David Cox had spent part of the day hooping with some friends, and now they were all just hanging in the parking lot the way young people sometimes do. They weren't breaking any laws. They weren't causing any trouble. But that didn't prevent some cops from approaching them.

"They didn't like what they saw," Cox said.

This was roughly 30 years ago.

Cox, now the men's basketball coach at Rhode Island, was maybe 15 or 16 years old, a black teenager hanging with other black teenagers. And that's precisely what Cox said the police officers saw that they didn't like -- just young black people grouped together. So things took a bad turn quickly.

"They immediately started harassing us," Cox said. "They immediately threw us on the hood of the car. They started frisking us. They started cussing us. And that was my first real interaction with police."

■ Dataset entries:
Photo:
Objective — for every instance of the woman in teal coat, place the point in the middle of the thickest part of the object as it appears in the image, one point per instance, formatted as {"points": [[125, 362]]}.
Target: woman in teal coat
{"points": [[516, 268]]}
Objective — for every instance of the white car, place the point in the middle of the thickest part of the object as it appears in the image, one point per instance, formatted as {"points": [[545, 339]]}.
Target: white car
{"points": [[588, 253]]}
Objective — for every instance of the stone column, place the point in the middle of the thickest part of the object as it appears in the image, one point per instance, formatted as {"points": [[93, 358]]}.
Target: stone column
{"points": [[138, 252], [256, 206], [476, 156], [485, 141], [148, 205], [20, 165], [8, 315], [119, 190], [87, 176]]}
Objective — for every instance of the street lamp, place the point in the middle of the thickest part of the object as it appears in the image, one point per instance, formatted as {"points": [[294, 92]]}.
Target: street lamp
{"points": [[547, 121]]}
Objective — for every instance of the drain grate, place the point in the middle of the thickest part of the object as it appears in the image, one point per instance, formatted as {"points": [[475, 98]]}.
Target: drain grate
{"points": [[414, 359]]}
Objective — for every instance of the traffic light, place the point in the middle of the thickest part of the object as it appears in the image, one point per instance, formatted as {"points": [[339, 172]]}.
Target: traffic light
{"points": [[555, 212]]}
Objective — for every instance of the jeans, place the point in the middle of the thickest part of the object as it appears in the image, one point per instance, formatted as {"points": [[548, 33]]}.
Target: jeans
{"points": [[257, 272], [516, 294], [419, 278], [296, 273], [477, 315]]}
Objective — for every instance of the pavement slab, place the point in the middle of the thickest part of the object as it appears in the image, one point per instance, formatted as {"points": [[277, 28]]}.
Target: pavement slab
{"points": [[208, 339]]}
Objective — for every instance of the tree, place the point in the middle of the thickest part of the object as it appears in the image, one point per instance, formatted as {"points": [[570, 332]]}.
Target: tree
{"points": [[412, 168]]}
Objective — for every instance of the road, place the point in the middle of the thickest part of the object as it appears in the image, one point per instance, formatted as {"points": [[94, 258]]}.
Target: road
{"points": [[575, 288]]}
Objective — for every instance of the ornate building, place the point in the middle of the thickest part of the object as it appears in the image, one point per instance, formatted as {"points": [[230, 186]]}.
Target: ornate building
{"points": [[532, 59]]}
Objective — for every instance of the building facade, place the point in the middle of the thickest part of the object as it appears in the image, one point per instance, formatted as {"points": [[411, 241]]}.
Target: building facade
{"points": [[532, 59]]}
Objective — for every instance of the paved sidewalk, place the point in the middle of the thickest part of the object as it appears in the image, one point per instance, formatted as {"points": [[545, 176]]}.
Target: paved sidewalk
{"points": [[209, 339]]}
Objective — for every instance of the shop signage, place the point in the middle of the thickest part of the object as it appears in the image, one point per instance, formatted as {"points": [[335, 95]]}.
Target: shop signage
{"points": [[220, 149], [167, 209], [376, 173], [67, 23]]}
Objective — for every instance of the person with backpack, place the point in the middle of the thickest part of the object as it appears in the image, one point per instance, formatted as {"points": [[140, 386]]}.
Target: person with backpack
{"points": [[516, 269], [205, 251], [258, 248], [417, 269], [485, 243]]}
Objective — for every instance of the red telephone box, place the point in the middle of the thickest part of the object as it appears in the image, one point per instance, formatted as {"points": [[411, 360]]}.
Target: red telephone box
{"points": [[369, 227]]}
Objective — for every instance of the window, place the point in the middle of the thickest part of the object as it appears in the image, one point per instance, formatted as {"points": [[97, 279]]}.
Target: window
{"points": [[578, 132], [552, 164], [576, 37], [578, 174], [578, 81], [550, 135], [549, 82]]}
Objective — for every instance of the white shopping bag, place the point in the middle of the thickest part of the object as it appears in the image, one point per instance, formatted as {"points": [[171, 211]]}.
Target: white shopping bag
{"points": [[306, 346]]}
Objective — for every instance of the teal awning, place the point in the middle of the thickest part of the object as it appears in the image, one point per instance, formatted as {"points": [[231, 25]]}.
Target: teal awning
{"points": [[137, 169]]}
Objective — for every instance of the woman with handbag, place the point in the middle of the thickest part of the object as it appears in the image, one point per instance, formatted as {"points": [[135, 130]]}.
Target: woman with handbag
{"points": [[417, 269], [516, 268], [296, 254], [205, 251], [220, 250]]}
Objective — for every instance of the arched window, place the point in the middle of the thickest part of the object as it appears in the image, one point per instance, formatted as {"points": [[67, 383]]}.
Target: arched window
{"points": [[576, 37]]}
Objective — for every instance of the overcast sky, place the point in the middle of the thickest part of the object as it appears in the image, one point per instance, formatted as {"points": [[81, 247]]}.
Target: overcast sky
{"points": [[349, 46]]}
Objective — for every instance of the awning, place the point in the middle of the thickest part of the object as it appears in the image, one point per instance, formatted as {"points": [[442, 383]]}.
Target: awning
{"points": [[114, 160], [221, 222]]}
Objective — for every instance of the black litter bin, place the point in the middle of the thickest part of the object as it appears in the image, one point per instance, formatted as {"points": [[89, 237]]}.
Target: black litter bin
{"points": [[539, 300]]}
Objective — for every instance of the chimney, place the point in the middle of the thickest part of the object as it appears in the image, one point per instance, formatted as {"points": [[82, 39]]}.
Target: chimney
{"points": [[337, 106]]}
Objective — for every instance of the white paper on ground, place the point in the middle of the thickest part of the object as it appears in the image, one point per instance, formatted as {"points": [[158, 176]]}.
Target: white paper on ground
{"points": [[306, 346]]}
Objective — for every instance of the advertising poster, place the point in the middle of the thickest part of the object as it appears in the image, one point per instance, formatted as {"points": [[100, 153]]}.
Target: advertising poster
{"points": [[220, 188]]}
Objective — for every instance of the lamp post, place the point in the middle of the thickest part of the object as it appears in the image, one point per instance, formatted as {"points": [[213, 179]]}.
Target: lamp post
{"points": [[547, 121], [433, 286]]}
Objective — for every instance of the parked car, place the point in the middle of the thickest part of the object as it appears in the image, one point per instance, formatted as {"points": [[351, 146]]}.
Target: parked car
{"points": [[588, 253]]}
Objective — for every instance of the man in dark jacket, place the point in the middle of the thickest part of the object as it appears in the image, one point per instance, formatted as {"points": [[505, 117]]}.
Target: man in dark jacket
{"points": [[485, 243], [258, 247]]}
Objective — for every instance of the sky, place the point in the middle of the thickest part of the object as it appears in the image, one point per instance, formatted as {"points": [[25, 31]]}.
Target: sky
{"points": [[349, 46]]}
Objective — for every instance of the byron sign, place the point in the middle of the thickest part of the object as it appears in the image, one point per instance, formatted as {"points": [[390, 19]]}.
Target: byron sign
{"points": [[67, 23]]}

■ Required tasks:
A – In the passage about David Cox, what job does Cox hold now?
B – Reproduce everything in the passage about David Cox from "David Cox had" down to "bad turn quickly.".
C – Carry on the passage about David Cox's encounter with the police, picking up after its final sentence.

■ The replies:
A – He is the men's basketball coach at Rhode Island.

B –
David Cox had spent part of the day hooping with some friends, and now they were all just hanging in the parking lot the way young people sometimes do. They weren't breaking any laws. They weren't causing any trouble. But that didn't prevent some cops from approaching them.

"They didn't like what they saw," Cox said.

This was roughly 30 years ago.

Cox, now the men's basketball coach at Rhode Island, was maybe 15 or 16 years old, a black teenager hanging with other black teenagers. And that's precisely what Cox said the police officers saw that they didn't like -- just young black people grouped together. So things took a bad turn quickly.

C –
It's been one week since George Floyd, a 46 year-old black man, died in Minneapolis after a white police officer held his knee on Floyd's neck for eight minutes and 46 seconds. The officer, Derek Chauvin, has been fired, arrested and charged with murder. Video of the incident, recorded by concerned onlookers, has widely circulated and sparked outrage and protests in most major American cities.

This, of course, is not the first time we've seen video of a black man, woman or child being killed by a law enforcement official. There's also video of Eric Garner. And Alton Sterling. And Philando Castile. And Tamir Rice. Sadly, the list is too long. And yet, undeniably, the killing of George Floyd has registered differently.

Why that is can be debated.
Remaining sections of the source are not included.